Do this →
Please count the lines in the entries below that contain the string "sitting", treating uppercase and lowercase as different, and reply with only that number.

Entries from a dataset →
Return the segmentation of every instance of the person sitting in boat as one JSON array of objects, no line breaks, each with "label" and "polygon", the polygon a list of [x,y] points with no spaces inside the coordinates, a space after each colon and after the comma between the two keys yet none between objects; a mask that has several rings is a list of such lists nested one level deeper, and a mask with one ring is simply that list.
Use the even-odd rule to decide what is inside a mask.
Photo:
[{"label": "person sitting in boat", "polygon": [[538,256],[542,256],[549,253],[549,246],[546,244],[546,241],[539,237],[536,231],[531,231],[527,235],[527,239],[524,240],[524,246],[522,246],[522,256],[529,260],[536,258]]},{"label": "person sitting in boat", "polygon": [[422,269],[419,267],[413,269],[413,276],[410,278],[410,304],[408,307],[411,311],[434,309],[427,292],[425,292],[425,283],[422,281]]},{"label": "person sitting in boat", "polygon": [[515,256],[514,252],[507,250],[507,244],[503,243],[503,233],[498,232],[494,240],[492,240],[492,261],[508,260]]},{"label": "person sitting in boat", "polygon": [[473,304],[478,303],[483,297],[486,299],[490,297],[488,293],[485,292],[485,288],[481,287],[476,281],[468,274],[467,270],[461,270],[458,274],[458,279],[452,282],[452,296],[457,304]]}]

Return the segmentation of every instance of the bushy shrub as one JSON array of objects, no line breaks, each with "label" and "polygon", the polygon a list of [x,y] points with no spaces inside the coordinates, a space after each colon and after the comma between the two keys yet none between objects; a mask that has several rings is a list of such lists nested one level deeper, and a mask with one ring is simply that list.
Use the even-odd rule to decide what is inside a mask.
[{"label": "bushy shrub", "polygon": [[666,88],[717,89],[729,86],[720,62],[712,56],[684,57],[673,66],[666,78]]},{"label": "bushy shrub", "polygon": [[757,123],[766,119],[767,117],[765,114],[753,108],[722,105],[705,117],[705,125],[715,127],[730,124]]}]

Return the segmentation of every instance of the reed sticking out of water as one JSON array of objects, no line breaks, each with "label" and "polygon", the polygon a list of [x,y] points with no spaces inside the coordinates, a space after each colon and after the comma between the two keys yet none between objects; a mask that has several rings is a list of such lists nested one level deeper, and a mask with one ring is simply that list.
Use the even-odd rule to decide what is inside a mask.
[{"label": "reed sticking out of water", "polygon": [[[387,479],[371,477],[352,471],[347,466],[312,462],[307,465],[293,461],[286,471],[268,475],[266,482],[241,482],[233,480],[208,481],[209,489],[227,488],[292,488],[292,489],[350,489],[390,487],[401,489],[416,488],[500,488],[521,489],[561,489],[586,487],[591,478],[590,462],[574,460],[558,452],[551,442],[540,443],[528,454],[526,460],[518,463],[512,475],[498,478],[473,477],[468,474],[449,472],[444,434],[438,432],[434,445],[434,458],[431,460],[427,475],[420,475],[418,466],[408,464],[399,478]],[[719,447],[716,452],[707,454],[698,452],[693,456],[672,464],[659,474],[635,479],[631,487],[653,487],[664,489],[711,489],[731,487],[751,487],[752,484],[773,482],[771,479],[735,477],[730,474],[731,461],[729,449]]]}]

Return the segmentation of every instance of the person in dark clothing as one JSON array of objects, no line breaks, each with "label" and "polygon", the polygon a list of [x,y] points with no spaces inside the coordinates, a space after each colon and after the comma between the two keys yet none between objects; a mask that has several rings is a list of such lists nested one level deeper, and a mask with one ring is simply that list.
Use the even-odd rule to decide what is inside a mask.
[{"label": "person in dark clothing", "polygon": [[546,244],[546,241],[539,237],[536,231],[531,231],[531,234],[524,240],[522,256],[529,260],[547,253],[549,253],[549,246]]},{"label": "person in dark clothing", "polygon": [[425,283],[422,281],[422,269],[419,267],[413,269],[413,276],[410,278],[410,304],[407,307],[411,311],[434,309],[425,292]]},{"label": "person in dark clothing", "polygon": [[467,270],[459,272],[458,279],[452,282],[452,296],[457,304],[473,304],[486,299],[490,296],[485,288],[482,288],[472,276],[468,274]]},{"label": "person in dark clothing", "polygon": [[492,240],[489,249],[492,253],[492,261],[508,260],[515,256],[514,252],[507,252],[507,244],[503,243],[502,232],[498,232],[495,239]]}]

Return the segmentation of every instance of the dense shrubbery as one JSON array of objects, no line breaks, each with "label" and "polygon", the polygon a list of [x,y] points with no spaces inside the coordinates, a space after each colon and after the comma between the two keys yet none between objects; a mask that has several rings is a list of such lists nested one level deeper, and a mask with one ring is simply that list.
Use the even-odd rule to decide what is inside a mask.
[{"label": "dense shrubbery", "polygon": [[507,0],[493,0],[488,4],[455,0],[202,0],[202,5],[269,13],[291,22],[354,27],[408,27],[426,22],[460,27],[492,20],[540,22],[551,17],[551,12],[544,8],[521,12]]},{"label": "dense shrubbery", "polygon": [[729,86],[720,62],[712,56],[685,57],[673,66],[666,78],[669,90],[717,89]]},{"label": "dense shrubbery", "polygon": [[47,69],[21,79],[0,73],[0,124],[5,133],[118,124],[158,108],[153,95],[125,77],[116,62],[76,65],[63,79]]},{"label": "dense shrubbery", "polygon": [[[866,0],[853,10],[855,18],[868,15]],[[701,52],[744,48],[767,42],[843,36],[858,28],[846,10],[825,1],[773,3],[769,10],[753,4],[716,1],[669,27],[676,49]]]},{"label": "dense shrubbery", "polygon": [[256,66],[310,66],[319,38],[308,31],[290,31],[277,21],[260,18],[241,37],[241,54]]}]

Full solution →
2